§ **WHAT TO WORK ON**: How many lines in the records below contain the string "short"? Case counts, and the reply should be the number alone.

§ **MATERIAL PROVIDED**:
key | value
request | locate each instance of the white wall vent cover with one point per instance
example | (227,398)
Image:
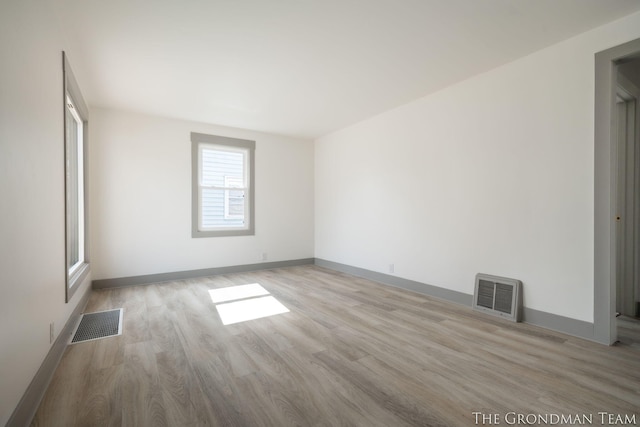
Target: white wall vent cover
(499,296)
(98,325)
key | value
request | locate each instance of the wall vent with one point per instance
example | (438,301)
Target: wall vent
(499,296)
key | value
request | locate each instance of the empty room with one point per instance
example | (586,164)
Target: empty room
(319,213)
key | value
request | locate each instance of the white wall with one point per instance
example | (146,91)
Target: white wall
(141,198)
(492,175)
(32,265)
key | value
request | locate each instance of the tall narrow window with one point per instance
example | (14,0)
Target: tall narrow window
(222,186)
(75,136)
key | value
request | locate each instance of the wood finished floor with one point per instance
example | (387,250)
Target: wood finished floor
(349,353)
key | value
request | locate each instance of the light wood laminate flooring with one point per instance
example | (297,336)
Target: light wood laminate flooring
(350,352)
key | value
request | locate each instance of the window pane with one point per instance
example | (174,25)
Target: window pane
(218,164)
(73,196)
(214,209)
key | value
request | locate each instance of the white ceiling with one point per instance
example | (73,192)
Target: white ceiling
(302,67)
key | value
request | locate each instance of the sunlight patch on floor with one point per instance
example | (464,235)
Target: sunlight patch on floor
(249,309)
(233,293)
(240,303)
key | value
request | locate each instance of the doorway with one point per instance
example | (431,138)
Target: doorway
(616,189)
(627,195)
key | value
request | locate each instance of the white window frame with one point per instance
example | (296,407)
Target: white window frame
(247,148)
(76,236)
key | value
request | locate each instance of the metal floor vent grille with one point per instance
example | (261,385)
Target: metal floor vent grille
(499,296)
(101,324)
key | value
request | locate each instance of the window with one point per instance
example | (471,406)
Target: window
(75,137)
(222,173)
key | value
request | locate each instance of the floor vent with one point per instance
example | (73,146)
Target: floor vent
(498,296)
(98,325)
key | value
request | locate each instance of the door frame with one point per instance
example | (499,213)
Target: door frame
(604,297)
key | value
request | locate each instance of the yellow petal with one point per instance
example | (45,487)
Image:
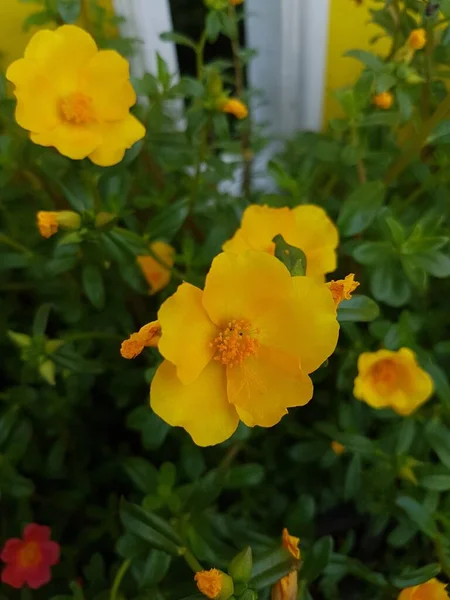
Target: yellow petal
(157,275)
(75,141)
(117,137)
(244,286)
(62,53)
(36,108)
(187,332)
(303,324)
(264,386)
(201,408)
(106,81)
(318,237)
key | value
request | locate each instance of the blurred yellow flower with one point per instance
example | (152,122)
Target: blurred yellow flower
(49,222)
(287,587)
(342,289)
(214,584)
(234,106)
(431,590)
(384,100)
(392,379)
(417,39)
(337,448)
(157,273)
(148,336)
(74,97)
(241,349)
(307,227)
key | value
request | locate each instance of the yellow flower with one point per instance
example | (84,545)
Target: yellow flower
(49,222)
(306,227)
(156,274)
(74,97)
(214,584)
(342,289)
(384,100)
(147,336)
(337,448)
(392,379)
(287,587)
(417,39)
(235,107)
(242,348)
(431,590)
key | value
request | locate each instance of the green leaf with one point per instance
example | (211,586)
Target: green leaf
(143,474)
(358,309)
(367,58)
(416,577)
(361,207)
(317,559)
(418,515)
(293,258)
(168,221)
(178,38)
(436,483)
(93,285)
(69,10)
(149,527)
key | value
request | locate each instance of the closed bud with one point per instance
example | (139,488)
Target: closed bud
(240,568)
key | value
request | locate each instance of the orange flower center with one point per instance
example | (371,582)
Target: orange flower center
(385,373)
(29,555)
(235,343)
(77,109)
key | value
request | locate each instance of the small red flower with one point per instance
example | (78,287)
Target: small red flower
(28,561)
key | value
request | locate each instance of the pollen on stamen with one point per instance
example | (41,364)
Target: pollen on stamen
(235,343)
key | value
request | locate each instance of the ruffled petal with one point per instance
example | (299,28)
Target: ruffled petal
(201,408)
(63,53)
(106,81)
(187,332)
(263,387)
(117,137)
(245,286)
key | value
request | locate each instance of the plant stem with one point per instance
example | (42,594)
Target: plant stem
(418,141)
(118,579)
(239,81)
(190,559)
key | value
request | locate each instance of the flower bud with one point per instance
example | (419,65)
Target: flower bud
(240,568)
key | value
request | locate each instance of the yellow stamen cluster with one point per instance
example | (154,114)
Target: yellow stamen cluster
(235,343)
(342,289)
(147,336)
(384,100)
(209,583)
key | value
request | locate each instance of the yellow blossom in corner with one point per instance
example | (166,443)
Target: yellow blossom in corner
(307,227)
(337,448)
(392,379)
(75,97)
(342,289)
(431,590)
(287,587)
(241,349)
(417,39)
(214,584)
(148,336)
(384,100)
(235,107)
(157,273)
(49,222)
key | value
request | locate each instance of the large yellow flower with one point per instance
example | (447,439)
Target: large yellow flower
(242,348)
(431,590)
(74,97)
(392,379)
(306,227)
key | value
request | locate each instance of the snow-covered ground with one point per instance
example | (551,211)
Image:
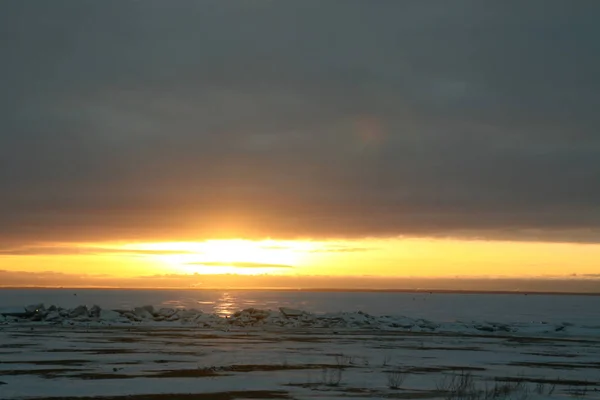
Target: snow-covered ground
--
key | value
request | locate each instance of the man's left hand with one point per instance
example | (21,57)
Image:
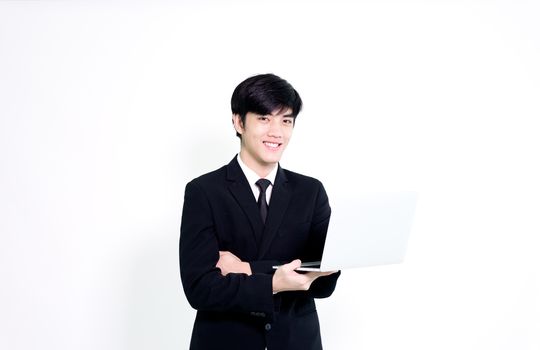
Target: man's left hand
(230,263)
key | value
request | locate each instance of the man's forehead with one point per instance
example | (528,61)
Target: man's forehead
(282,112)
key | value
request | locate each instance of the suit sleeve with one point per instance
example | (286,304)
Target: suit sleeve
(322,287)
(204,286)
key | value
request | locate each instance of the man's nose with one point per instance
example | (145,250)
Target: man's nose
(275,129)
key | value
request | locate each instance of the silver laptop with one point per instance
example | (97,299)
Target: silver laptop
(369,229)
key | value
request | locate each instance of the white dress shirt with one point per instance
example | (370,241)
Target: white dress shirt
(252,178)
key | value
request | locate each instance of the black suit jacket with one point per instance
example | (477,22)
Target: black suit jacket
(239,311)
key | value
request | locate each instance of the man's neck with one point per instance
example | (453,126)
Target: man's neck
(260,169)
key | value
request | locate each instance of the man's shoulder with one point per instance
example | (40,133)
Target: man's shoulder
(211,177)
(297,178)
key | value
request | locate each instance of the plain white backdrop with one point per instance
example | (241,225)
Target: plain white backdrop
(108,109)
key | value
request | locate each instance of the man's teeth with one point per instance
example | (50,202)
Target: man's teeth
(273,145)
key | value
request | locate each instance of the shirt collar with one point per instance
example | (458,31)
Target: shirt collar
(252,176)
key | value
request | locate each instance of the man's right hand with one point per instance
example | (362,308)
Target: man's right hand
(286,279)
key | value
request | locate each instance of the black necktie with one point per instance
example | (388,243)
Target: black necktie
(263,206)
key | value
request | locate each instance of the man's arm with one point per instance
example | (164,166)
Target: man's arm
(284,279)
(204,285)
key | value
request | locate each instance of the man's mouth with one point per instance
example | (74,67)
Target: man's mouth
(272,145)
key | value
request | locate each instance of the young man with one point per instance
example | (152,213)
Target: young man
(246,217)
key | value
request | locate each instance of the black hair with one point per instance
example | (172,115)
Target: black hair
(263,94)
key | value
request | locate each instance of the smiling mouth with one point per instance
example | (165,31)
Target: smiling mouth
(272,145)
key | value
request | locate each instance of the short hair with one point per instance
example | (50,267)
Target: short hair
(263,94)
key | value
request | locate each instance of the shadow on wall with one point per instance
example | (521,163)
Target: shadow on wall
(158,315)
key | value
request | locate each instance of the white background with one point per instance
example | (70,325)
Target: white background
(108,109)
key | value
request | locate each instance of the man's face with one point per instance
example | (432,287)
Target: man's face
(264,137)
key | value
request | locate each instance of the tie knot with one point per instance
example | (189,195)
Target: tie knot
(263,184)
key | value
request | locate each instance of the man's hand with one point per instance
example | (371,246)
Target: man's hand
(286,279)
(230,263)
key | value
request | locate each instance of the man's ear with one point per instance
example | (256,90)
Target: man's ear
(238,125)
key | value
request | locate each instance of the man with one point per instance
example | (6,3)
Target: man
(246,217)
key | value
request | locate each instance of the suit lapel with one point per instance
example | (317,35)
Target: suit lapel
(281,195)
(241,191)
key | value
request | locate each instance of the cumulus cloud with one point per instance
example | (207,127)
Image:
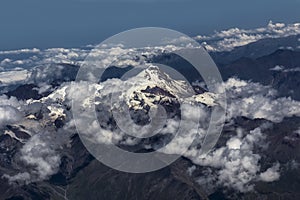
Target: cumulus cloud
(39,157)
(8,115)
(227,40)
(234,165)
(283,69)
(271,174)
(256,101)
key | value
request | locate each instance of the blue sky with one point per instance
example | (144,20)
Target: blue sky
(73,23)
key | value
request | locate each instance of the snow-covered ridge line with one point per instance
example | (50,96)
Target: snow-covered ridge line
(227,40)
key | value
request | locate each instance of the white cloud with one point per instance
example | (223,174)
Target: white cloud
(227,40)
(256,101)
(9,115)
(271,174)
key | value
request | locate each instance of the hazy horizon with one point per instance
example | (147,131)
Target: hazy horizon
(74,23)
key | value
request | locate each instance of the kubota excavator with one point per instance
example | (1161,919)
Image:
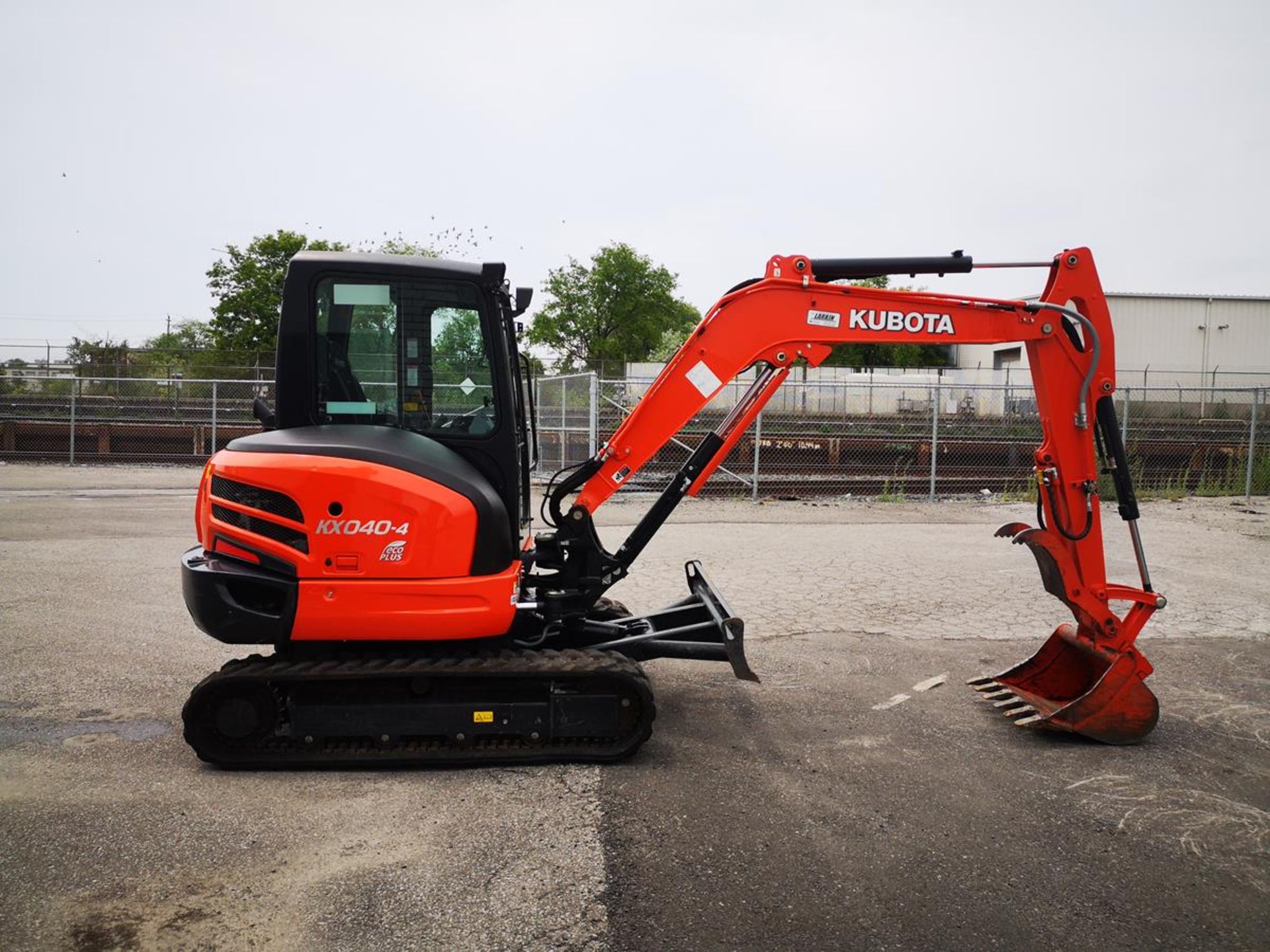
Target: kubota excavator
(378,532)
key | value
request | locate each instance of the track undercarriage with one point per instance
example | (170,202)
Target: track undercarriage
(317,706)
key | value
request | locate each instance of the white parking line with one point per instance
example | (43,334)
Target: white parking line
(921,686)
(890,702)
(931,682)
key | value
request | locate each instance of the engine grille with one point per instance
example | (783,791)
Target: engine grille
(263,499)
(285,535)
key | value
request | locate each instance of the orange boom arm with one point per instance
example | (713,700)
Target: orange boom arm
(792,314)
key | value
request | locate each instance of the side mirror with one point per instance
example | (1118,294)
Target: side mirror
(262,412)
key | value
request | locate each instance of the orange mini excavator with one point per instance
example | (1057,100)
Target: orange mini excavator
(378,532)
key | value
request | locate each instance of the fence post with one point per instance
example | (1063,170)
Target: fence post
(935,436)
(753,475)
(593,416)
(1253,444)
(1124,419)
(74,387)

§ **EXPECTED ANSWER**: 2